** BEGIN **

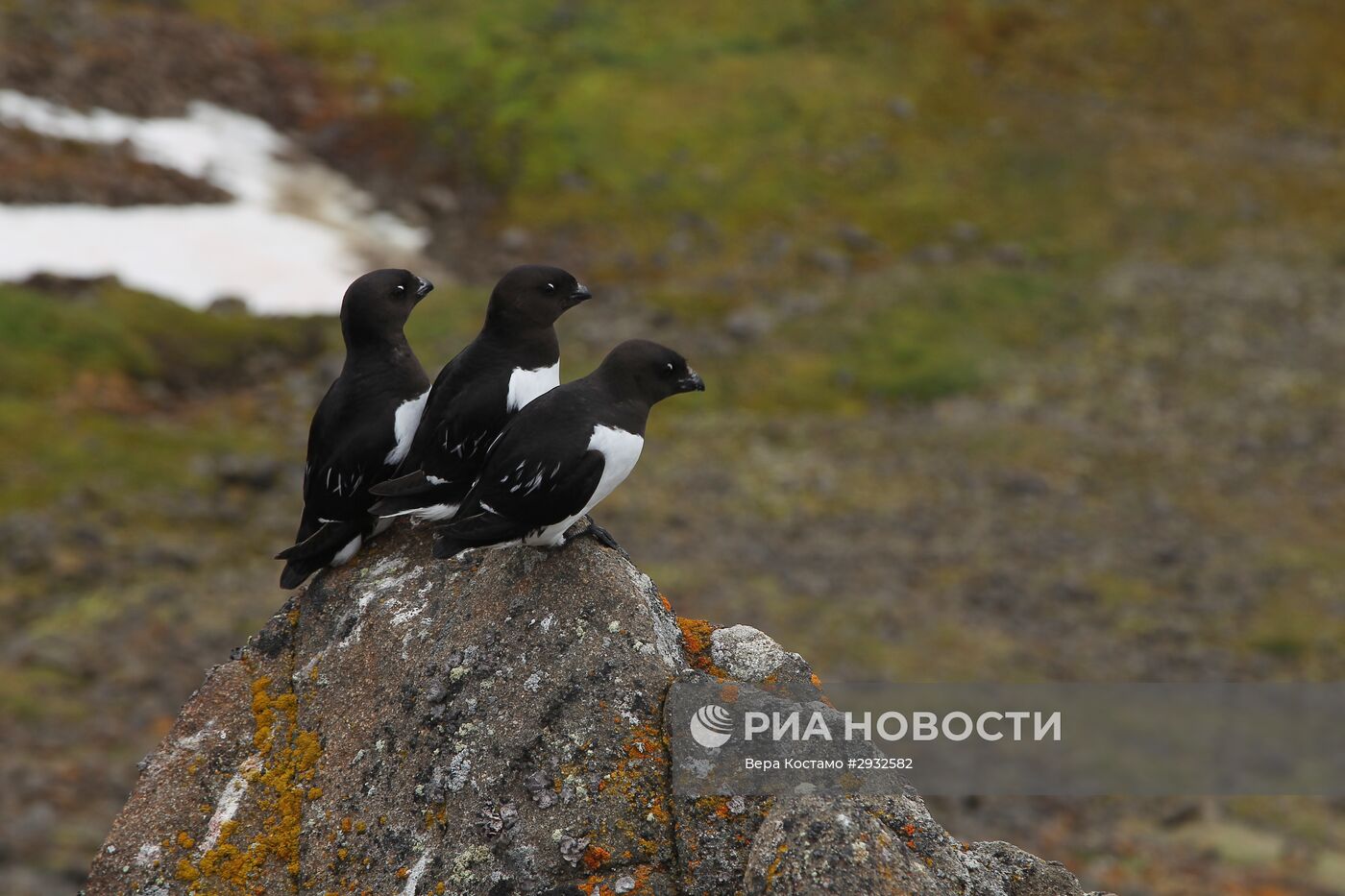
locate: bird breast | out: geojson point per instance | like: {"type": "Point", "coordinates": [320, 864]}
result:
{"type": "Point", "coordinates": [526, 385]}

** END **
** BEGIN **

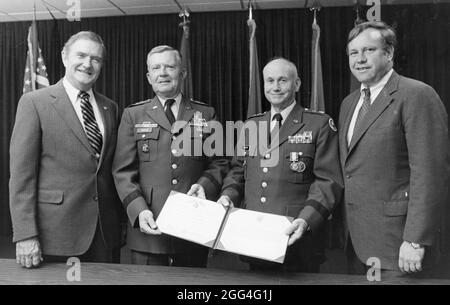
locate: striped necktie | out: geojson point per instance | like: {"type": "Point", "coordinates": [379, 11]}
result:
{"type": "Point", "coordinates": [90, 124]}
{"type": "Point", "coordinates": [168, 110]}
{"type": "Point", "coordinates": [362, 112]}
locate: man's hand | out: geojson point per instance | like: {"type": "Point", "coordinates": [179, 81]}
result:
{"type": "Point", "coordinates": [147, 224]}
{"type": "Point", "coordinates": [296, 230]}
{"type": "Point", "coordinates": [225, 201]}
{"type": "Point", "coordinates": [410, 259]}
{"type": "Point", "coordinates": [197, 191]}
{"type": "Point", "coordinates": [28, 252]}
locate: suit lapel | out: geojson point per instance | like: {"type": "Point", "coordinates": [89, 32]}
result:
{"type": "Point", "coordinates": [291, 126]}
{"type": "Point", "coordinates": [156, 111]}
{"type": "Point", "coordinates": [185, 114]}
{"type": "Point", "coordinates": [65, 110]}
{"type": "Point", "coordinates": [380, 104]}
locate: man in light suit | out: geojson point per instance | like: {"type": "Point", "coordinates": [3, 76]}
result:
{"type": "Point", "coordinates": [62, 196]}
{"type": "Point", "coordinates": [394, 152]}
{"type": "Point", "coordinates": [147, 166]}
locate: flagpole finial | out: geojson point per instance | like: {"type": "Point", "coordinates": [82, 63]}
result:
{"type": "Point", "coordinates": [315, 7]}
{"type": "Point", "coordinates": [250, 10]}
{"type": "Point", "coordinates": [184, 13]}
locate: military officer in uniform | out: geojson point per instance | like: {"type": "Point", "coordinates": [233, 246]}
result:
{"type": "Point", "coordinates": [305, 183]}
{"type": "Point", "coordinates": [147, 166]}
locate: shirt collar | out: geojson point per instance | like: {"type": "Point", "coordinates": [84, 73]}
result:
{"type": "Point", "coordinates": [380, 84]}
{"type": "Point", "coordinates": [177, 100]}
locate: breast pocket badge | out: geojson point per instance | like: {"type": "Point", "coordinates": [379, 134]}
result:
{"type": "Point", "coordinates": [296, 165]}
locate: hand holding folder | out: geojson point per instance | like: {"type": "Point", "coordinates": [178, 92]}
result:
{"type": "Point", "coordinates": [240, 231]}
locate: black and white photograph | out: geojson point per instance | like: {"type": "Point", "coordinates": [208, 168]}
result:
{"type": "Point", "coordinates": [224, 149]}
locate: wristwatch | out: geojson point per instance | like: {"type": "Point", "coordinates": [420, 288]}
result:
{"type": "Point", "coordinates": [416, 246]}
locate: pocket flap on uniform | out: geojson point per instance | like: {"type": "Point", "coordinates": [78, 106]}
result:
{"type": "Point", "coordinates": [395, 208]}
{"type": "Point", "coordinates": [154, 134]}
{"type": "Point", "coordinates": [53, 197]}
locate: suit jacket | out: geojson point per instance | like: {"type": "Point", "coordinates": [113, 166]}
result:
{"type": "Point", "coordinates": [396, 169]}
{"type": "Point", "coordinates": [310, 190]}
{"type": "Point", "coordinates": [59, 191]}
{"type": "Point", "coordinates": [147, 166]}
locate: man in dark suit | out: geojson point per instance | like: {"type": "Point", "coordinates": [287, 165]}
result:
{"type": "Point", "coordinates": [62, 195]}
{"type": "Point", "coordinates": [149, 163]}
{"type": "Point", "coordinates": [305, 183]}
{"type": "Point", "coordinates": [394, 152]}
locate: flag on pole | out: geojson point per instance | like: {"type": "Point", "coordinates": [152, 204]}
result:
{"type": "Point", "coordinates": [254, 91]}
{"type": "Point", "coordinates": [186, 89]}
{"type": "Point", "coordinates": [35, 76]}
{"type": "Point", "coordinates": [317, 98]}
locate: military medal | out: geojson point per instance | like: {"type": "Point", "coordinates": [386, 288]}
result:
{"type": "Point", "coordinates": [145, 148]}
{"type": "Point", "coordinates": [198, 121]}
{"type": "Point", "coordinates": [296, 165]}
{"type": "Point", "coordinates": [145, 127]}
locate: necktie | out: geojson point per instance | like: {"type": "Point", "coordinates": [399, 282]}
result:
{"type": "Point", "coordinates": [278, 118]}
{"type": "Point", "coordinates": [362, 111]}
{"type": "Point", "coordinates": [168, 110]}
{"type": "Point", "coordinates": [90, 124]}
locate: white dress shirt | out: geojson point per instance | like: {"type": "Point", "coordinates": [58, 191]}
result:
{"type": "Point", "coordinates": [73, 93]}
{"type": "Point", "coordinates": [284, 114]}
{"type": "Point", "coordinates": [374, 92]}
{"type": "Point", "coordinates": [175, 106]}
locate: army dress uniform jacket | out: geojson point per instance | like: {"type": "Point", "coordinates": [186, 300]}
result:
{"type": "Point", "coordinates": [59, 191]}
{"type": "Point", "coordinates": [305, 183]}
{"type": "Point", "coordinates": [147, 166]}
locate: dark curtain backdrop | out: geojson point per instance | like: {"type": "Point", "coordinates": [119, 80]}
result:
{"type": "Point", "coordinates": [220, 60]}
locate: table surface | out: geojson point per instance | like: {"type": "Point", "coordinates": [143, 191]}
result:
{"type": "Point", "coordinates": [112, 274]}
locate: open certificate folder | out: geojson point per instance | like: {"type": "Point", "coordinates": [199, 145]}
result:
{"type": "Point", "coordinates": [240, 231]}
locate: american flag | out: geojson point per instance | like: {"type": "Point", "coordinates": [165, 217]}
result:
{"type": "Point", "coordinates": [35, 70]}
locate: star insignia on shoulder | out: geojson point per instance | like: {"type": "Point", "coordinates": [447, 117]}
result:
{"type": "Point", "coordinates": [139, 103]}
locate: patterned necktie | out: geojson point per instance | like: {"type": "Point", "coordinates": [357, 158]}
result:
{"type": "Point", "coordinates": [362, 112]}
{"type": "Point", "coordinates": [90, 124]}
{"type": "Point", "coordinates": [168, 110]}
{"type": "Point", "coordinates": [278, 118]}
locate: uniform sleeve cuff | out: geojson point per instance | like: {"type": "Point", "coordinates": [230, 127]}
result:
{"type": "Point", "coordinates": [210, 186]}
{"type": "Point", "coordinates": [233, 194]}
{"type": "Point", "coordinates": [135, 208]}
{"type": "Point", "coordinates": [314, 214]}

** END **

→ Task to carry out:
Pull out every line of the records above that contains the word "necktie", and copy each one in full. Case counts, so match only lines where the word appears in that same case.

→ Completed exercise:
locate: striped necktie | out: geojson point per instance | like: {"type": "Point", "coordinates": [379, 11]}
locate: necktie | out: geojson point per instance | like: {"type": "Point", "coordinates": [399, 282]}
locate: patterned necktie | out: geojson point per instance | like: {"type": "Point", "coordinates": [357, 158]}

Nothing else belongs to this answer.